## MATERIAL FOR THIS EXERCISE:
>> Begin

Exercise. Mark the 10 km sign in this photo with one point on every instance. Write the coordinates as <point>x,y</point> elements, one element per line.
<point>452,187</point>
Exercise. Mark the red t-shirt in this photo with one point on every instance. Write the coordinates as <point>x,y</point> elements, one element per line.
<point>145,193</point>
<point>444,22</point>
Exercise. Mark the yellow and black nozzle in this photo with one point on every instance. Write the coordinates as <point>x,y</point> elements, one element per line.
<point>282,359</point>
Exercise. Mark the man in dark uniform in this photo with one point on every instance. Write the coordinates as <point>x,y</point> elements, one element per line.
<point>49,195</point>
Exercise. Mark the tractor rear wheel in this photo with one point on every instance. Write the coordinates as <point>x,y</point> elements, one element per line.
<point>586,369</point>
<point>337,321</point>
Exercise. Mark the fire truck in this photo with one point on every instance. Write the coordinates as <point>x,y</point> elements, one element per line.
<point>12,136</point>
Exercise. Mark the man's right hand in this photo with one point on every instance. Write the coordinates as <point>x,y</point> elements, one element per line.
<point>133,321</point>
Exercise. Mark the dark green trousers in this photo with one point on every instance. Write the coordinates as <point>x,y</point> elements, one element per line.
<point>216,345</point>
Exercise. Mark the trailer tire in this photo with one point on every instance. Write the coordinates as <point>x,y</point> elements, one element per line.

>> End
>> Begin

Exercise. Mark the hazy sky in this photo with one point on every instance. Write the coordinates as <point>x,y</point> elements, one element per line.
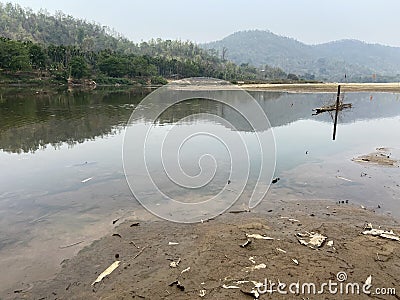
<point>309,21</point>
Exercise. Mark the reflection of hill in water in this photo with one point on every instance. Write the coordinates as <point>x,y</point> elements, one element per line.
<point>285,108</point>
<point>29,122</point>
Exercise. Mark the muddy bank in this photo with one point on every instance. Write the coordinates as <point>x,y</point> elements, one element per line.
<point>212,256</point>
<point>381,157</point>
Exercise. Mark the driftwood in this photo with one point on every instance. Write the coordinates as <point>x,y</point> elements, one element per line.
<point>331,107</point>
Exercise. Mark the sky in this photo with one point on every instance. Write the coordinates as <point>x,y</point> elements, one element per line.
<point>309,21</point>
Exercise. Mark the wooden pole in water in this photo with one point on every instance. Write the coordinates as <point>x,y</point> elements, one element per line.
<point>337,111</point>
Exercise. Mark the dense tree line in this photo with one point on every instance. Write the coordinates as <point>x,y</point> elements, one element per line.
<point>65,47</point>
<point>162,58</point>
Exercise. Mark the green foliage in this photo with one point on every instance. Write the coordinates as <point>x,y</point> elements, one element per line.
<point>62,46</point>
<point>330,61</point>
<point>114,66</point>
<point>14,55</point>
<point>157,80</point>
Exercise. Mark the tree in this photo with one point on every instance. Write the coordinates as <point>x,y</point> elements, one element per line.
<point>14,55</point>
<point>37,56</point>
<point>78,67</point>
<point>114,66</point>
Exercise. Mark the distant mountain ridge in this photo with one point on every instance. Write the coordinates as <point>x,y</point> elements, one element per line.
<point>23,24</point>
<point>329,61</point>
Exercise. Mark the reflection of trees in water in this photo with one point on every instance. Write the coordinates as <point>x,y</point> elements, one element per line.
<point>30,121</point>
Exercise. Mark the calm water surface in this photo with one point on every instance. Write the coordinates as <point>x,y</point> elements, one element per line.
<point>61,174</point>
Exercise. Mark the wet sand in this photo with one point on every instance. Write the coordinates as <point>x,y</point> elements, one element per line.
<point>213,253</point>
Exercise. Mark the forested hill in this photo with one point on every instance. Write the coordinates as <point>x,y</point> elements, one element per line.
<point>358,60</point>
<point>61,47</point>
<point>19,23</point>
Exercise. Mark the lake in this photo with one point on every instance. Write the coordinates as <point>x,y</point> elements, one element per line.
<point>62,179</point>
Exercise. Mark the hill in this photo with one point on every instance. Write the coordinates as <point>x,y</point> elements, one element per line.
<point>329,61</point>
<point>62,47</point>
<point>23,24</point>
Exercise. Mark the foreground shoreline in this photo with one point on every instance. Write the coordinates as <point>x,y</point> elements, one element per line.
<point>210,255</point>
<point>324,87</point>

>> End
>> Begin

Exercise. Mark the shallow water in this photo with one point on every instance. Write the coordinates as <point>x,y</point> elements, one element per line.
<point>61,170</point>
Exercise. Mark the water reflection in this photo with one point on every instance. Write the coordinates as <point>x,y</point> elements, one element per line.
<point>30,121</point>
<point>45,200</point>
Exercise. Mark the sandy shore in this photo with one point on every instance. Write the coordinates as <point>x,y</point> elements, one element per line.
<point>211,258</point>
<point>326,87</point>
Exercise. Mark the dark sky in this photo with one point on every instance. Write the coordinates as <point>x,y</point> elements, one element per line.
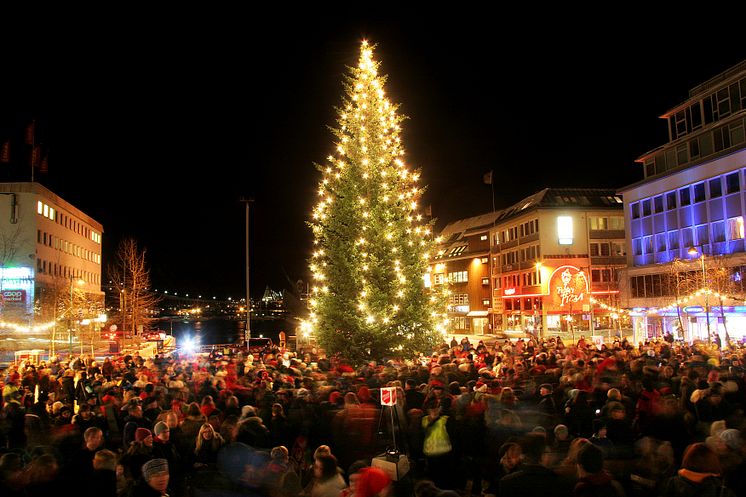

>> End

## WHAT THE TASK REQUIRES:
Begin at the line that has "Exercise. Mark the driftwood" and stop after the line that has "<point>331,107</point>". Reproduce every line in that span, scaling each point coordinate in the answers by 0.4 and rounding to whole numbers, with halves rounded up.

## FINAL RESULT:
Exercise. Mark the driftwood in this photo with one point on every instance. Write the coordinates as <point>x,y</point> elements, one element per line.
<point>132,43</point>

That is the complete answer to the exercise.